→ Extracted data
□ □ □ □ □ □ □
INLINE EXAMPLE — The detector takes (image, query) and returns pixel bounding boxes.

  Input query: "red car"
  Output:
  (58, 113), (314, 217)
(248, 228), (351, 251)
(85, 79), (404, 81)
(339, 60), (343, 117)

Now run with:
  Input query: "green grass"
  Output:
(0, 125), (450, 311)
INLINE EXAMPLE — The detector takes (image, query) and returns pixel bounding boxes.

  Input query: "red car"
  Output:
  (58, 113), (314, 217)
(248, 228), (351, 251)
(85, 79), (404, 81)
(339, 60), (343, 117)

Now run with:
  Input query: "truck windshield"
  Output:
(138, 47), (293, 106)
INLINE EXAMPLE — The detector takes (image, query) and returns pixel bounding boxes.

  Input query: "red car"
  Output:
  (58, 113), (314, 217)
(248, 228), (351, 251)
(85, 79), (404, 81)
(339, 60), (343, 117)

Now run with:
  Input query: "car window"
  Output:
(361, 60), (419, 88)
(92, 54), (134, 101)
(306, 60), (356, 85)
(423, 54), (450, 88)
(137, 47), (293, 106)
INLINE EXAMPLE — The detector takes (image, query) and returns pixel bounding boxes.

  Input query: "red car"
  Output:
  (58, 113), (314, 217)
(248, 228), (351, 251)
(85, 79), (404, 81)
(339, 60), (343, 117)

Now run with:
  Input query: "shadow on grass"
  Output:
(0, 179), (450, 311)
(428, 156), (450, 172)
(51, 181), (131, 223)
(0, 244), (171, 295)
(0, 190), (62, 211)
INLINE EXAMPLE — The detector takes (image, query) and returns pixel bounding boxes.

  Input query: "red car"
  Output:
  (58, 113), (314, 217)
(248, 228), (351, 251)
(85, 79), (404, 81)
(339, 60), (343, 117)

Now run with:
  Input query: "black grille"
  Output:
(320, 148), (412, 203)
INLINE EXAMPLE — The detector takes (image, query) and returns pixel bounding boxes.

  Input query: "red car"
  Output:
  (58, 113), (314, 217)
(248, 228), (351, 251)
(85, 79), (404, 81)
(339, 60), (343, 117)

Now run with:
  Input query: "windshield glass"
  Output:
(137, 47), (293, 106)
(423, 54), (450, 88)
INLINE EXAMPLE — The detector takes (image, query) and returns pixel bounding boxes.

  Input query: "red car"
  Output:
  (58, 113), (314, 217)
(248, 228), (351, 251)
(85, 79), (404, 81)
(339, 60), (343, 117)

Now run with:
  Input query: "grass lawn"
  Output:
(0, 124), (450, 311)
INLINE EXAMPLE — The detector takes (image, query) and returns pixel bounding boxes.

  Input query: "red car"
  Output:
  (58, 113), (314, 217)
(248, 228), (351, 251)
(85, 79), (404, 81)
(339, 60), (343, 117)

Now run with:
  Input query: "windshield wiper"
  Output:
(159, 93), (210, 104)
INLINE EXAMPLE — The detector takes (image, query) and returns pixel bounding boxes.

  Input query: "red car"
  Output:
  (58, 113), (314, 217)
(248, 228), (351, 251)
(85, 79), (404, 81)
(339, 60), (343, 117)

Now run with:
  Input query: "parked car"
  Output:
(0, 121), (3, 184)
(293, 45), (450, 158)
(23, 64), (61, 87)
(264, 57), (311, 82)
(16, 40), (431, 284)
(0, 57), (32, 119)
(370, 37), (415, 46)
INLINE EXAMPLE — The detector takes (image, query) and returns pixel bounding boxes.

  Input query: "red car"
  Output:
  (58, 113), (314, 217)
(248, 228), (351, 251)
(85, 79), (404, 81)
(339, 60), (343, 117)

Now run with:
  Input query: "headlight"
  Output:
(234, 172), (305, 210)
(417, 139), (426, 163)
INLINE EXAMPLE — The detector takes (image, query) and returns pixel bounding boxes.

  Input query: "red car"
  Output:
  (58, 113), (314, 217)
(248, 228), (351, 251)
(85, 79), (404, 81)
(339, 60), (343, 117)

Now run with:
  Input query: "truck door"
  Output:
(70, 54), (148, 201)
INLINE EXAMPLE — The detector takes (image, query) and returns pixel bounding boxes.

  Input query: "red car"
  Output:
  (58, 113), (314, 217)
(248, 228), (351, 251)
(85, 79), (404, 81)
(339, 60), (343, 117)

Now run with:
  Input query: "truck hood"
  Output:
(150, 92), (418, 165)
□ □ □ □ □ □ □
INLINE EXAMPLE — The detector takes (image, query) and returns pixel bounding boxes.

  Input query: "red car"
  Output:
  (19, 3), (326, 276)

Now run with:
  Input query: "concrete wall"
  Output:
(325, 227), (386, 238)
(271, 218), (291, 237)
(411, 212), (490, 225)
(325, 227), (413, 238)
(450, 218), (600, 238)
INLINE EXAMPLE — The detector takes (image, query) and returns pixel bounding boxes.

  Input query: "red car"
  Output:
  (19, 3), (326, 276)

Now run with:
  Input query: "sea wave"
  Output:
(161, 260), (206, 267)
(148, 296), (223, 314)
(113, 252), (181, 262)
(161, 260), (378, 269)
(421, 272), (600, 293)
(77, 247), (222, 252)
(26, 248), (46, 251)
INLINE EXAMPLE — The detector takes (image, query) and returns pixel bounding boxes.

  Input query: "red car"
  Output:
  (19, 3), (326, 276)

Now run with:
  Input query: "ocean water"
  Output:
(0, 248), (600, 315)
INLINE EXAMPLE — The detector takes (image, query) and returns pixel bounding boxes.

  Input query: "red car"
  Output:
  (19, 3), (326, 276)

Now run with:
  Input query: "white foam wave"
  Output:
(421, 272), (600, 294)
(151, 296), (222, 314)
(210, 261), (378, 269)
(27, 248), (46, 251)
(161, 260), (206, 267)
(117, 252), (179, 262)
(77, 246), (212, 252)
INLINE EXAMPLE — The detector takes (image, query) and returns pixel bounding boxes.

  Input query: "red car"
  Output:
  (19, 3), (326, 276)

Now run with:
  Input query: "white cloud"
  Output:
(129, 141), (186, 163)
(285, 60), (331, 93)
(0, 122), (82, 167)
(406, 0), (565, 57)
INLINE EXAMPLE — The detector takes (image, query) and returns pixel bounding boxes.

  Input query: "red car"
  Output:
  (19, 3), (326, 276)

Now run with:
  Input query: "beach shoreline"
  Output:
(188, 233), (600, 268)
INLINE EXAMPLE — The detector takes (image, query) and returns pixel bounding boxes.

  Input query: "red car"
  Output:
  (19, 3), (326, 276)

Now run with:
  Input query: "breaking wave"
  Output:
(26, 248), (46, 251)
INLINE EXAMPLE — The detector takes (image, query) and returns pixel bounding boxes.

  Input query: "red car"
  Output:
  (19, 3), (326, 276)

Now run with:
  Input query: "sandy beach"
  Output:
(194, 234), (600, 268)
□ □ □ □ □ □ □
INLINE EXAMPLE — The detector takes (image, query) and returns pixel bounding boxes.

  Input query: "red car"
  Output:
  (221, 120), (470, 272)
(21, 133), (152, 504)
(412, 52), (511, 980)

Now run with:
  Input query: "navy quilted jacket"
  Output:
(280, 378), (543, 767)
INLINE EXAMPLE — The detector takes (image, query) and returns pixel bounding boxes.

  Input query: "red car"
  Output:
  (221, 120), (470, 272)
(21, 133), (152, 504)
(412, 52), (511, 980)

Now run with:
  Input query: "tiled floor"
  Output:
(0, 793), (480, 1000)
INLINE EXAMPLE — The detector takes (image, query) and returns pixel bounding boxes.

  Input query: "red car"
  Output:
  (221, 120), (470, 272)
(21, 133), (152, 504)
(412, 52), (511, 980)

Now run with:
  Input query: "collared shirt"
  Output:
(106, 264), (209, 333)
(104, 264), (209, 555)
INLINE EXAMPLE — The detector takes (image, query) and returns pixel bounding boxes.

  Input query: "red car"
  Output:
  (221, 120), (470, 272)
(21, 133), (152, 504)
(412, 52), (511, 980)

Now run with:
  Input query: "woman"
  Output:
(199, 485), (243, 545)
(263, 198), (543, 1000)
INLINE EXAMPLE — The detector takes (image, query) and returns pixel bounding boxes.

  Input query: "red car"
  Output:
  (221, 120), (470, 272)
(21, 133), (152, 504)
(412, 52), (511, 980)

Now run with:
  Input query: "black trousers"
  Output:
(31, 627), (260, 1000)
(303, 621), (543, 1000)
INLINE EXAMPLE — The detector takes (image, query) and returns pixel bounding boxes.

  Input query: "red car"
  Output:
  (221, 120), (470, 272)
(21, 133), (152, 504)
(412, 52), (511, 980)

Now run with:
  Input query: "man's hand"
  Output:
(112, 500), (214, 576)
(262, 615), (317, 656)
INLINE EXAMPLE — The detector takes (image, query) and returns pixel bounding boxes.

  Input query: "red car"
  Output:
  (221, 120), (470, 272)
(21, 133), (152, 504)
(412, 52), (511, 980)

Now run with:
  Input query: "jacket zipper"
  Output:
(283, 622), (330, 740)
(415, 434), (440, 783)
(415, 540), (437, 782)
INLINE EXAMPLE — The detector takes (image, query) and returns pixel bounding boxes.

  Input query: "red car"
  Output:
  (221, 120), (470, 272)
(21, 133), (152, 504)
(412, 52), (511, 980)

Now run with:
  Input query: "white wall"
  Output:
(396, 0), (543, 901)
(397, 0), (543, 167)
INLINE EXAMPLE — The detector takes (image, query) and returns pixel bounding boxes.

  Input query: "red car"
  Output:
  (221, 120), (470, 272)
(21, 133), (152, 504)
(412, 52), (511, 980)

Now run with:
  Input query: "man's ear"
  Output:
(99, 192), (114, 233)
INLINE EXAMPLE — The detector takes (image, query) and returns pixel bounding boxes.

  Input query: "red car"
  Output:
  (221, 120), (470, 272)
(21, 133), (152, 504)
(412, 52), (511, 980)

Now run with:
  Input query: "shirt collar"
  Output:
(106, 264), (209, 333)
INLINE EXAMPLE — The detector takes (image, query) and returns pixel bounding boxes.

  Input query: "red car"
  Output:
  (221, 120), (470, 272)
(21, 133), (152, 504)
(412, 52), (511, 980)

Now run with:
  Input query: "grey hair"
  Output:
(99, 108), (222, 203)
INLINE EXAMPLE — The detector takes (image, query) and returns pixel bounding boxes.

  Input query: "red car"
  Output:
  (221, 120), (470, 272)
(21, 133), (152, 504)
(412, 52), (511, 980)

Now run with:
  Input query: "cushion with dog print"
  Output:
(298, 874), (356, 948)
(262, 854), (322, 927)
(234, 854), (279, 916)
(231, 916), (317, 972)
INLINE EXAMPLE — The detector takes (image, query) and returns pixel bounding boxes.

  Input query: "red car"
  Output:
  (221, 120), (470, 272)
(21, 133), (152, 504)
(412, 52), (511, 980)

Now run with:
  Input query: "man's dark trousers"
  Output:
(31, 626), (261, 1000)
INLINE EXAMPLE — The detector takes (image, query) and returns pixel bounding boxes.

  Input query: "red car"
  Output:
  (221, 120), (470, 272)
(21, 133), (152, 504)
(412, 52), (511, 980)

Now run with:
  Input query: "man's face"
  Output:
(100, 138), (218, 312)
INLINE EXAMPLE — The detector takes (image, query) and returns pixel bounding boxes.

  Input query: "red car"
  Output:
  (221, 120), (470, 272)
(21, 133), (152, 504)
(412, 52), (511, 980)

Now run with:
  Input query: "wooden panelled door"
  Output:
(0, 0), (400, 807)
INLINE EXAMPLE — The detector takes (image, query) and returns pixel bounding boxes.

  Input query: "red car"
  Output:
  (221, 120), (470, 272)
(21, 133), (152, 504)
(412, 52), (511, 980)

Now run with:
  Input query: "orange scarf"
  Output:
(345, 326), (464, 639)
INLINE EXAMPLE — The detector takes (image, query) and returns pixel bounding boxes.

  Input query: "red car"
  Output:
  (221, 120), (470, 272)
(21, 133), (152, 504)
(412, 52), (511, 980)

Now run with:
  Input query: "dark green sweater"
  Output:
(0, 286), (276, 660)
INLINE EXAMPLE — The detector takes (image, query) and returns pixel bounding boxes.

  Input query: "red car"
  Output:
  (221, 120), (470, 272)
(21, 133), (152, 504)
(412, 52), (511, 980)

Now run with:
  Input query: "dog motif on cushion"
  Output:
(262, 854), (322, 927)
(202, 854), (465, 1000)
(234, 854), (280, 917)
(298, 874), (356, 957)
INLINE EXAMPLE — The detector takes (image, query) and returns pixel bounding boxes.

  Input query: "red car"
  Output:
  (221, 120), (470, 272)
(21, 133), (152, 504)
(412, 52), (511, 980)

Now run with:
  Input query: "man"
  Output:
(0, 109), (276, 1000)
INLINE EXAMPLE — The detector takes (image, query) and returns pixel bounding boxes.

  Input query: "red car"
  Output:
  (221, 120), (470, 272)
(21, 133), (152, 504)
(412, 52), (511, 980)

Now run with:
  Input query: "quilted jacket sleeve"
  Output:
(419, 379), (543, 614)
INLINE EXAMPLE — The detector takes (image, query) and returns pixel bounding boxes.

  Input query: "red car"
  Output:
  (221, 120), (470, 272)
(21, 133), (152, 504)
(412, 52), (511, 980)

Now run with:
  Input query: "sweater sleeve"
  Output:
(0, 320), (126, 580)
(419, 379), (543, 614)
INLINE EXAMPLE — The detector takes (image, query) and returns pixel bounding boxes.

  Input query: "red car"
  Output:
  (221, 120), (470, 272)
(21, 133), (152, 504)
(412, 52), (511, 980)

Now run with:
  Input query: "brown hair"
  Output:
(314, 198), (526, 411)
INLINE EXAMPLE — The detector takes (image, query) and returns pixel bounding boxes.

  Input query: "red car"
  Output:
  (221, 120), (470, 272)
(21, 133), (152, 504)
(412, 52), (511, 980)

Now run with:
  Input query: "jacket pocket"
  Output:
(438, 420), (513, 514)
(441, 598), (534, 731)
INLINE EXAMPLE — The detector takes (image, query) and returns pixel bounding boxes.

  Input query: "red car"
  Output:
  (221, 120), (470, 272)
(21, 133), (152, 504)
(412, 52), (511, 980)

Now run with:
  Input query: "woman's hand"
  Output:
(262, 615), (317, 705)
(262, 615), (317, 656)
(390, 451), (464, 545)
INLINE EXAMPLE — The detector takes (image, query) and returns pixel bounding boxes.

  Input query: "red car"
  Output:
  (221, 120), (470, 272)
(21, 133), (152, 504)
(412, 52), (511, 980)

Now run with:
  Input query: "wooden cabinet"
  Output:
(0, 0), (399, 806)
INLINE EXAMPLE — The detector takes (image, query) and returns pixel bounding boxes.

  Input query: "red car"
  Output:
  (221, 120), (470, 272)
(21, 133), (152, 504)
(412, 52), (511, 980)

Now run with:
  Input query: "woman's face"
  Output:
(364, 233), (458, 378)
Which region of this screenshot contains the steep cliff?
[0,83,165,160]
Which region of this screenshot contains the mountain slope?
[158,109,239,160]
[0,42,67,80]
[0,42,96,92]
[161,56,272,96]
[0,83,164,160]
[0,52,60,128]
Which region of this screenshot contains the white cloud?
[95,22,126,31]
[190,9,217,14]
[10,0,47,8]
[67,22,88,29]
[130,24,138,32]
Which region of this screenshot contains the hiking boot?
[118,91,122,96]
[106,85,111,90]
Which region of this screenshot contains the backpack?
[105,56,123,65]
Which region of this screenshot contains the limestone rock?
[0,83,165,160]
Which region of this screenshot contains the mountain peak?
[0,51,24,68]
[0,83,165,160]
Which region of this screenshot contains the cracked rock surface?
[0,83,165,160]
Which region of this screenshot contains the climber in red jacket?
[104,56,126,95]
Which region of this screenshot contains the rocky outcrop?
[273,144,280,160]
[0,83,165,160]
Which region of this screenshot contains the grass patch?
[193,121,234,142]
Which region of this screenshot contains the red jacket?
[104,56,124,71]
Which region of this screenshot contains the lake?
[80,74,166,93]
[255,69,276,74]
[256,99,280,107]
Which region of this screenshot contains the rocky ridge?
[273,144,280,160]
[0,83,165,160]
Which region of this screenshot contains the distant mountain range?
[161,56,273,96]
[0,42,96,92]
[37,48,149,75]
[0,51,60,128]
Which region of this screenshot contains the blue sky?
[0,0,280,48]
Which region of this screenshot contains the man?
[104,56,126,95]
□ □ □ □ □ □ □
→ What is expected
Count the lines in the items above that contain the word "jacket", and give only that number.

→ Exercise output
6